Copy the records that follow exactly as written, but not their pictures.

==== Records provided ====

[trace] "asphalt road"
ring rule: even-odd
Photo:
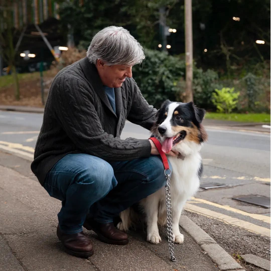
[[[0,147],[32,157],[43,117],[40,114],[0,111]],[[238,223],[244,228],[266,234],[270,220],[269,223],[264,216],[270,216],[270,209],[232,198],[251,195],[270,197],[270,135],[215,128],[207,129],[208,141],[201,151],[204,165],[201,182],[227,186],[200,189],[186,209],[212,217],[222,214],[227,223],[230,220],[227,217],[233,217],[241,221]],[[121,137],[146,138],[149,134],[146,129],[128,122]]]

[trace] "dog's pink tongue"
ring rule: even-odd
[[[162,150],[165,153],[169,152],[172,148],[173,137],[166,137],[162,144]]]

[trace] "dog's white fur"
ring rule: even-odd
[[[170,124],[174,109],[178,105],[172,103],[169,106],[167,117],[160,125],[165,126],[167,137],[174,136]],[[161,143],[163,138],[160,140]],[[194,195],[198,189],[199,179],[198,172],[201,166],[201,158],[199,153],[202,144],[188,140],[187,136],[182,141],[173,146],[176,150],[185,157],[183,160],[168,156],[171,164],[172,173],[170,178],[170,193],[172,213],[172,232],[174,242],[178,244],[183,242],[183,235],[180,232],[179,220],[183,206],[186,201]],[[164,225],[166,222],[165,189],[163,187],[155,193],[141,201],[140,205],[144,208],[147,224],[147,241],[152,244],[161,241],[157,224]],[[122,222],[117,226],[121,230],[127,231],[132,225],[135,214],[128,208],[120,214]]]

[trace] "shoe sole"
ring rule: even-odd
[[[80,258],[88,258],[92,256],[93,255],[94,251],[93,250],[91,250],[88,252],[79,252],[76,251],[74,251],[73,250],[71,250],[67,248],[64,246],[63,246],[64,248],[64,250],[65,252],[68,253],[70,255],[72,255],[73,256],[75,256],[76,257],[79,257]]]
[[[115,240],[108,239],[106,237],[105,237],[104,236],[100,234],[98,232],[97,232],[97,231],[96,231],[95,230],[95,229],[93,228],[92,227],[91,227],[88,225],[87,225],[84,224],[84,225],[83,225],[83,227],[85,228],[88,230],[92,230],[94,231],[98,235],[98,237],[100,240],[102,242],[104,242],[104,243],[110,244],[111,245],[118,245],[121,246],[124,245],[127,245],[129,242],[129,240],[128,239],[120,241],[117,241]]]
[[[58,237],[58,235],[57,235],[57,238],[58,238],[59,240],[61,242],[61,244],[64,249],[64,251],[70,255],[75,256],[76,257],[79,257],[80,258],[88,258],[93,255],[94,251],[93,250],[87,252],[80,252],[78,251],[74,251],[71,249],[69,249],[67,248],[62,243],[62,242],[61,242],[61,240],[60,238]]]

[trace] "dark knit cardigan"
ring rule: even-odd
[[[106,161],[147,157],[147,139],[120,137],[127,119],[149,130],[157,111],[132,78],[115,89],[116,114],[95,65],[86,57],[64,68],[52,83],[31,169],[43,185],[47,173],[68,153],[84,153]]]

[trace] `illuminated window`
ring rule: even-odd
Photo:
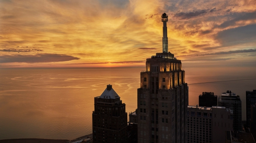
[[[144,77],[144,81],[147,81],[147,77]]]

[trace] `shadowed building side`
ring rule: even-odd
[[[138,143],[185,143],[188,87],[180,60],[168,52],[167,14],[163,24],[163,52],[146,59],[138,89]]]
[[[126,104],[107,85],[100,96],[94,98],[93,112],[94,143],[127,143],[127,113]]]

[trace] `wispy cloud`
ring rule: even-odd
[[[201,10],[193,12],[180,12],[176,13],[173,17],[178,18],[180,19],[189,19],[191,18],[201,15],[207,13],[206,10]]]
[[[67,64],[105,64],[109,63],[145,63],[145,61],[123,61],[120,62],[99,62],[97,63],[71,63]]]
[[[224,54],[231,54],[234,53],[246,53],[246,52],[256,52],[256,49],[244,49],[241,50],[236,50],[235,51],[229,51],[227,52],[216,52],[211,53],[206,53],[204,54],[202,54],[198,55],[187,55],[183,56],[177,56],[177,57],[182,57],[187,56],[208,56],[212,55],[224,55]]]
[[[79,60],[80,58],[64,54],[37,54],[33,55],[4,55],[0,56],[0,63],[24,62],[28,63],[48,63]]]
[[[156,50],[157,49],[155,48],[140,48],[138,49],[143,50]]]
[[[3,52],[31,52],[37,51],[44,51],[43,50],[40,50],[38,49],[0,49],[0,51]]]

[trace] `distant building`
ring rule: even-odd
[[[224,107],[188,106],[188,143],[226,143],[232,130],[233,112]]]
[[[218,104],[218,97],[213,92],[203,92],[199,95],[199,106],[212,107]]]
[[[138,143],[186,143],[188,87],[181,61],[168,51],[166,22],[162,15],[162,52],[146,62],[137,91]]]
[[[129,122],[127,124],[128,143],[137,143],[138,142],[138,124]]]
[[[251,119],[251,104],[256,103],[256,90],[246,91],[246,121],[247,126],[250,127]]]
[[[251,105],[251,123],[250,131],[256,139],[256,103]]]
[[[129,114],[129,122],[137,123],[137,119],[138,119],[138,116],[137,115],[137,112],[138,109],[136,109],[135,111]]]
[[[233,111],[233,130],[242,131],[242,102],[240,97],[231,91],[227,91],[226,93],[222,93],[221,96],[219,96],[218,106],[225,107]]]
[[[251,133],[234,131],[226,131],[227,143],[255,143]]]
[[[127,115],[120,98],[110,85],[100,96],[94,98],[94,143],[127,142]]]

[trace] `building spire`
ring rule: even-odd
[[[165,13],[162,14],[163,22],[163,52],[168,52],[168,37],[167,37],[166,22],[168,21],[168,15]]]

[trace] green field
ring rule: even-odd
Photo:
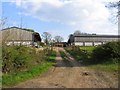
[[[19,82],[39,76],[41,73],[47,71],[55,62],[56,52],[51,51],[47,54],[42,63],[34,64],[25,70],[3,73],[2,85],[3,87],[12,86]]]

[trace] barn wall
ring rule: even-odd
[[[2,38],[5,40],[33,40],[32,37],[33,32],[30,31],[25,31],[22,29],[17,29],[17,28],[10,28],[8,30],[3,30],[2,31]]]

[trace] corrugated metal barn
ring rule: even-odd
[[[30,29],[11,27],[0,31],[2,33],[2,40],[7,45],[28,45],[34,46],[37,42],[41,42],[39,33]]]
[[[111,41],[118,41],[118,35],[71,34],[69,45],[96,46]]]

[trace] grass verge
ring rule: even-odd
[[[52,51],[52,53],[47,56],[47,60],[44,60],[41,64],[31,66],[25,71],[3,74],[2,76],[3,87],[13,86],[19,82],[39,76],[41,73],[47,71],[54,64],[55,57],[56,52]]]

====

[Solution]
[trace] "asphalt road"
ring rule: even-odd
Photo:
[[[0,147],[32,157],[43,117],[40,114],[0,111]],[[238,223],[244,228],[266,234],[270,220],[269,223],[264,216],[270,216],[270,209],[232,198],[251,195],[270,197],[270,135],[215,128],[207,129],[208,141],[201,151],[204,165],[201,182],[227,186],[200,189],[186,209],[212,217],[222,214],[227,223],[230,220],[227,217],[233,217],[241,221]],[[121,137],[146,138],[149,134],[146,129],[128,122]]]

[trace] "dog's pink tongue"
ring rule: even-odd
[[[162,150],[165,153],[169,152],[172,148],[173,137],[166,137],[162,144]]]

[trace] "dog's white fur"
ring rule: even-odd
[[[170,124],[174,109],[178,105],[172,103],[169,106],[167,117],[160,125],[165,126],[167,137],[174,136]],[[161,143],[163,138],[160,140]],[[194,195],[198,189],[199,179],[198,172],[201,166],[201,158],[199,153],[202,144],[188,140],[187,136],[182,141],[173,146],[176,150],[185,157],[183,160],[168,156],[171,164],[172,173],[170,178],[170,193],[172,213],[172,232],[174,242],[178,244],[183,242],[183,235],[180,232],[179,220],[183,206],[186,201]],[[164,225],[166,222],[165,189],[163,187],[155,193],[141,201],[140,205],[144,208],[147,224],[147,241],[152,244],[161,241],[157,224]],[[122,222],[117,226],[121,230],[127,231],[132,225],[135,214],[128,208],[120,214]]]

[trace] "shoe sole"
ring rule: even-odd
[[[80,258],[88,258],[92,256],[93,255],[94,251],[93,250],[91,250],[88,252],[79,252],[76,251],[74,251],[73,250],[71,250],[67,248],[64,246],[63,246],[64,248],[64,250],[65,252],[68,253],[70,255],[72,255],[73,256],[75,256],[76,257],[79,257]]]
[[[115,240],[108,239],[106,237],[105,237],[104,236],[100,234],[98,232],[97,232],[97,231],[96,231],[95,230],[95,229],[93,228],[92,227],[91,227],[88,225],[87,225],[84,224],[84,225],[83,225],[83,227],[85,228],[88,230],[92,230],[94,231],[98,235],[98,237],[100,240],[102,242],[104,242],[104,243],[110,244],[111,245],[118,245],[121,246],[124,245],[127,245],[129,242],[129,240],[128,239],[120,241],[117,241]]]
[[[58,237],[58,235],[57,235],[57,238],[58,238],[59,240],[61,242],[61,244],[64,249],[64,251],[70,255],[75,256],[76,257],[79,257],[80,258],[88,258],[93,255],[94,251],[93,250],[87,252],[80,252],[78,251],[74,251],[71,249],[69,249],[67,248],[62,243],[62,242],[61,242],[61,240],[60,238]]]

[trace] "dark knit cardigan"
ring rule: even-odd
[[[106,161],[147,157],[147,139],[120,137],[127,119],[149,130],[157,111],[132,78],[115,89],[116,114],[95,65],[86,57],[64,68],[52,83],[31,169],[43,185],[47,173],[68,153],[84,153]]]

[trace] `illuminated window`
ring rule: even-odd
Photo:
[[[144,77],[144,81],[147,81],[147,77]]]

[trace] `shadowed building side`
ring rule: even-odd
[[[138,143],[185,143],[188,87],[180,60],[168,52],[167,14],[163,24],[163,52],[146,59],[138,89]]]
[[[126,104],[107,85],[100,96],[94,98],[93,112],[94,143],[127,143],[127,113]]]

[trace] `wispy cloud`
ring rule: even-odd
[[[201,10],[193,12],[180,12],[176,13],[173,17],[178,18],[180,19],[189,19],[191,18],[201,15],[207,13],[206,10]]]
[[[67,64],[105,64],[109,63],[145,63],[145,61],[123,61],[120,62],[99,62],[97,63],[71,63]]]
[[[224,54],[231,54],[234,53],[246,53],[246,52],[256,52],[256,49],[244,49],[241,50],[236,50],[235,51],[229,51],[227,52],[216,52],[211,53],[206,53],[204,54],[202,54],[198,55],[187,55],[183,56],[177,56],[177,57],[182,57],[187,56],[208,56],[212,55],[224,55]]]
[[[79,60],[80,58],[64,54],[37,54],[33,55],[4,55],[0,56],[0,63],[24,62],[28,63],[48,63]]]
[[[156,50],[157,49],[155,48],[140,48],[138,49],[143,50]]]
[[[3,52],[31,52],[37,51],[44,51],[43,50],[40,50],[38,49],[0,49],[0,51]]]

[trace] `distant building`
ring rule: even-odd
[[[224,107],[188,106],[188,143],[226,143],[232,130],[233,112]]]
[[[218,104],[218,97],[213,92],[203,92],[199,95],[199,106],[212,107]]]
[[[138,143],[186,143],[188,87],[181,61],[168,51],[166,22],[162,15],[162,52],[146,62],[137,91]]]
[[[129,122],[127,124],[128,143],[137,143],[138,142],[138,124]]]
[[[251,119],[251,104],[256,103],[256,90],[246,91],[246,121],[247,126],[250,127]]]
[[[251,105],[251,123],[250,131],[256,139],[256,103]]]
[[[129,114],[129,122],[137,123],[137,119],[138,119],[138,116],[137,115],[137,112],[138,109],[136,109],[135,111]]]
[[[233,111],[233,130],[242,131],[242,102],[240,97],[231,91],[227,91],[226,93],[222,93],[221,96],[219,96],[218,106],[225,107]]]
[[[251,133],[234,131],[226,131],[227,143],[255,143]]]
[[[127,115],[120,98],[110,85],[100,96],[94,98],[94,143],[127,142]]]

[trace] `building spire`
ring rule: even-odd
[[[165,13],[162,14],[163,22],[163,52],[168,52],[168,37],[167,37],[166,22],[168,21],[168,15]]]

[trace] green field
ring rule: even-odd
Photo:
[[[19,82],[39,76],[41,73],[47,71],[55,62],[56,52],[51,51],[47,54],[42,63],[34,64],[25,70],[3,73],[2,85],[3,87],[12,86]]]

[trace] barn wall
ring rule: even-odd
[[[2,38],[5,40],[33,40],[32,37],[33,32],[30,31],[25,31],[22,29],[17,29],[17,28],[10,28],[8,30],[3,30],[2,31]]]

[trace] corrugated metal barn
ring rule: even-odd
[[[30,29],[11,27],[0,31],[2,33],[2,40],[7,45],[28,45],[34,46],[37,42],[41,42],[39,33]]]
[[[111,41],[118,41],[118,35],[71,34],[69,45],[96,46]]]

[trace] grass verge
ring rule: even-odd
[[[52,51],[52,53],[47,56],[47,60],[44,60],[41,64],[31,66],[25,71],[3,74],[2,76],[3,87],[13,86],[19,82],[39,76],[41,73],[47,71],[54,64],[55,57],[56,52]]]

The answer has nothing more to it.